EXERCISE OBJECTIVE: When you reach the line containing "# point at: plant" in the entries below, please begin setting down lines exactly, stop only after the last one, and add nothing else.

Referring expression data:
****************

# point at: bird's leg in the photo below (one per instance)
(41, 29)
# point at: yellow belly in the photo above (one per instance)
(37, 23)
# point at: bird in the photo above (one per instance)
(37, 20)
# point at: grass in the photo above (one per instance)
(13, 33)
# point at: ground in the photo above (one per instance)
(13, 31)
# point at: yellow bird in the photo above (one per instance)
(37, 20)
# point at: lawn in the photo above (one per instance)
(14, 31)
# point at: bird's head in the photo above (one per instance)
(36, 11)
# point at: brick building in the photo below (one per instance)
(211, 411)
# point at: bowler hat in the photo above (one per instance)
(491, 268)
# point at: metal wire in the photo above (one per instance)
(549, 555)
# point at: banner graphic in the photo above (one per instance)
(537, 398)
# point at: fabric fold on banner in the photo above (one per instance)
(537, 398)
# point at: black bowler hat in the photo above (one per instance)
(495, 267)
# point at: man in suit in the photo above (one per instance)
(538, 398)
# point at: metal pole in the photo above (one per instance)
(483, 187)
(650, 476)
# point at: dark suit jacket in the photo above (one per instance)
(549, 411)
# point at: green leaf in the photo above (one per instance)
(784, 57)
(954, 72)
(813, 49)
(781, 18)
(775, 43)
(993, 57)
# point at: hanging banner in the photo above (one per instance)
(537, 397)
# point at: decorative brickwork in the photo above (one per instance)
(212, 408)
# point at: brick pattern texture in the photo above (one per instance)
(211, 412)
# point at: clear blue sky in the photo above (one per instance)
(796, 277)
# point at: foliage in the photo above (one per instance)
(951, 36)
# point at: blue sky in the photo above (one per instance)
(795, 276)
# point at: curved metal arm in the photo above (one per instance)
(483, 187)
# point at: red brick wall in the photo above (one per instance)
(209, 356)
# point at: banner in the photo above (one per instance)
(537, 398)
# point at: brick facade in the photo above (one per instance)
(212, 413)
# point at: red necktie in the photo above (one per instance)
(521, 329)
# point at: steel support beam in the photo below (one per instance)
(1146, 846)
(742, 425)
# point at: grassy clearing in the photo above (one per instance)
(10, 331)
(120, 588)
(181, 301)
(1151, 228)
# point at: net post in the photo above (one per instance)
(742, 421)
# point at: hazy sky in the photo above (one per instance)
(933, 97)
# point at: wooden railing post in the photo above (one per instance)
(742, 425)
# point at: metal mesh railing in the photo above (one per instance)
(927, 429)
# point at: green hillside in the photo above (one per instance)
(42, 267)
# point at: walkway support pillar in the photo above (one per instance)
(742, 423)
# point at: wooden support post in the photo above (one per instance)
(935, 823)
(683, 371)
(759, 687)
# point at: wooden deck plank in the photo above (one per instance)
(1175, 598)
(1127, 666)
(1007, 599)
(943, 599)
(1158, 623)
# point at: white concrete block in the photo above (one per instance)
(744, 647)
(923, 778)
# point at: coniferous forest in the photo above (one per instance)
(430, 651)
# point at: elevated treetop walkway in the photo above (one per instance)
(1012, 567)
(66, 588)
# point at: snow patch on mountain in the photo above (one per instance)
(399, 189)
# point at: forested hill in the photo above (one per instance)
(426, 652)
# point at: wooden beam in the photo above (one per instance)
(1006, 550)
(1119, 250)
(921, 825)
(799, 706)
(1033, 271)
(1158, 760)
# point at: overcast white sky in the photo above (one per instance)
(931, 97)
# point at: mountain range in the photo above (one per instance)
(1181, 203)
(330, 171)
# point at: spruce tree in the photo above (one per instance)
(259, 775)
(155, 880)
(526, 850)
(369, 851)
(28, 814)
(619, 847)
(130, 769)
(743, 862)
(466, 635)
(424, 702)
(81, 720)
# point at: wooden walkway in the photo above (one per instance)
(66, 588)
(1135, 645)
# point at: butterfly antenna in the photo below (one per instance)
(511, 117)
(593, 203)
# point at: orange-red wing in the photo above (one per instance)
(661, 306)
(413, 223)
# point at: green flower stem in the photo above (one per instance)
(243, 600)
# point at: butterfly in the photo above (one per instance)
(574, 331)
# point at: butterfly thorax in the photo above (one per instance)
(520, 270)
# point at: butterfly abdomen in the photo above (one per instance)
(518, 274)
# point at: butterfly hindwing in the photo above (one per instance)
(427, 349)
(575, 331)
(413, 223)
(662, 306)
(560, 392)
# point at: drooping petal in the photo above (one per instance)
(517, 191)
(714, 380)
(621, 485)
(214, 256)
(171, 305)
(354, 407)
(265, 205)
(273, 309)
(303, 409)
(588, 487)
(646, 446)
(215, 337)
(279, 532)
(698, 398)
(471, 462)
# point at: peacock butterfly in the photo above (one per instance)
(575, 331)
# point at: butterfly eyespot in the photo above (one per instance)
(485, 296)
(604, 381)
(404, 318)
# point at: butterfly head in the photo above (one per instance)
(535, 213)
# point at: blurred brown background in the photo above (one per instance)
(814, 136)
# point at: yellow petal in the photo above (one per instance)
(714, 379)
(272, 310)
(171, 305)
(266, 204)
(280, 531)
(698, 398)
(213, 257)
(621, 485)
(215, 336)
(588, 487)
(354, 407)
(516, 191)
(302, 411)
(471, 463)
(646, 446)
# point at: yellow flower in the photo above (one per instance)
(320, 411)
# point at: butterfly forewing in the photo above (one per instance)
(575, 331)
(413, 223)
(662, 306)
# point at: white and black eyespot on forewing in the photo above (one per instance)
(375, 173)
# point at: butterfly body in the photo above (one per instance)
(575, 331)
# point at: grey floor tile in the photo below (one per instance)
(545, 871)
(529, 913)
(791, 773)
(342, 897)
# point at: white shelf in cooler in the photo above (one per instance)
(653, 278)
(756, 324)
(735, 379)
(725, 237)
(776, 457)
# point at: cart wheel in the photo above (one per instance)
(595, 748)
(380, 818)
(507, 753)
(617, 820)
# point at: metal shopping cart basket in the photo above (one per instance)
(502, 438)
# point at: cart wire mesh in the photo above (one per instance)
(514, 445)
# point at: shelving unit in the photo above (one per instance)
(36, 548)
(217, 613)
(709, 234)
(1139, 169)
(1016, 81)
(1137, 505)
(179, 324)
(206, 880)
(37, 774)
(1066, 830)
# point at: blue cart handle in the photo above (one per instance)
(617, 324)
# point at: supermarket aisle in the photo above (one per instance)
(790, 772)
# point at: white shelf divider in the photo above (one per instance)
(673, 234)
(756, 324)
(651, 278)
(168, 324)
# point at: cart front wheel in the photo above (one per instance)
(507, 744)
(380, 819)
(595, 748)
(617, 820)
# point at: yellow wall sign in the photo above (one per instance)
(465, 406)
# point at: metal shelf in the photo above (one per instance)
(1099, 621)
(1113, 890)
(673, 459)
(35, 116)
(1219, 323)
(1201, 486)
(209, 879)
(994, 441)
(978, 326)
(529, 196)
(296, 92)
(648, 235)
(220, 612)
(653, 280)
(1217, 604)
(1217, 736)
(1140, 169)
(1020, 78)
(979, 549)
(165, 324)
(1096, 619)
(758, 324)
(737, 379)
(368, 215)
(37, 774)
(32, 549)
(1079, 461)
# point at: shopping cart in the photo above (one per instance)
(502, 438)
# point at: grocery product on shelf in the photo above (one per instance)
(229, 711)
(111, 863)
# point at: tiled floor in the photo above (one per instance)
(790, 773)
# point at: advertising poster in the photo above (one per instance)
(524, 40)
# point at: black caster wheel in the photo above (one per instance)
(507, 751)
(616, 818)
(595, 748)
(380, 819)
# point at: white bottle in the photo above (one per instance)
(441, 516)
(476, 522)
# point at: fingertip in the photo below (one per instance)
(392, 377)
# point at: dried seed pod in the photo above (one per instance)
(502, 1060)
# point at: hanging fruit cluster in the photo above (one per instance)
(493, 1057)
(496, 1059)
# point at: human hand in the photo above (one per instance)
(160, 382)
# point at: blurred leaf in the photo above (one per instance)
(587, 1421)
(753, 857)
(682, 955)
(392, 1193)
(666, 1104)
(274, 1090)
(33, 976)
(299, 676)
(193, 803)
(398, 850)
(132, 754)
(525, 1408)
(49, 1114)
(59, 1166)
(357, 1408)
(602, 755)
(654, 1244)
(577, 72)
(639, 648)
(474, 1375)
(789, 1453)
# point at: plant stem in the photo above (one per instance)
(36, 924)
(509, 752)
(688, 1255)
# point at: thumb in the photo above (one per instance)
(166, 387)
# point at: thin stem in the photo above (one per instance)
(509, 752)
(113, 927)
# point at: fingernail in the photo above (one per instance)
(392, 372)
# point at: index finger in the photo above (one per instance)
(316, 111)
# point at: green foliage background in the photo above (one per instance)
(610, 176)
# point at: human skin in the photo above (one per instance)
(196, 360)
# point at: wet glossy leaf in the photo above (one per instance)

****************

EXERCISE RESULT:
# point at: plant stem in the photo above (one per instance)
(36, 924)
(509, 752)
(688, 1255)
# point at: thumb in the photo above (one per instance)
(166, 387)
# point at: thin stem in the photo above (one per instance)
(509, 752)
(113, 927)
# point at: fingernail in the photo above (one per instance)
(392, 372)
# point at: index finger in the photo above (one per instance)
(316, 111)
# point at: green foliage background in the photo above (one per instance)
(610, 176)
# point at: human skin in the photo above (one per instance)
(196, 360)
# point at: wet glossy leaf in the photo above (one per instance)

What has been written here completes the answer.